▶ YOUR INSTRUCTIONS
Pull out every line of the entries below that contains the word "jacket". Treat uppercase and lowercase as different.

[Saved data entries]
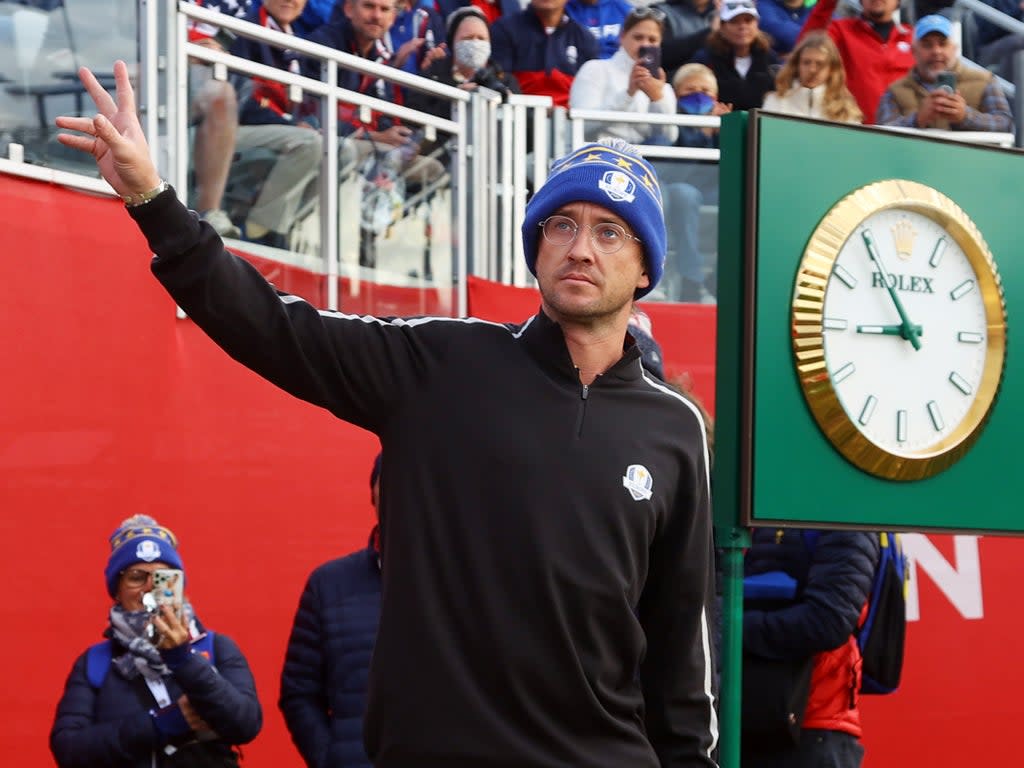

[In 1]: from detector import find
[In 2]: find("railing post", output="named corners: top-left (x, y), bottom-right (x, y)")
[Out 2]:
top-left (1014, 50), bottom-right (1024, 146)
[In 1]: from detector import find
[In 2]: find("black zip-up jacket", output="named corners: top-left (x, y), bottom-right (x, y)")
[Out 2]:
top-left (131, 191), bottom-right (717, 768)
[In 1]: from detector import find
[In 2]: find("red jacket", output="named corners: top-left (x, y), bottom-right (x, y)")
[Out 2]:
top-left (803, 603), bottom-right (867, 738)
top-left (800, 0), bottom-right (913, 125)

▶ ANSWER TO THIS PROBLEM
[In 2]: find("black zip-up jacket", output="named corners: top-left (x, y), bottom-right (x, y)")
[In 2]: find("red jacket", output="named corners: top-left (x, y), bottom-right (x, y)")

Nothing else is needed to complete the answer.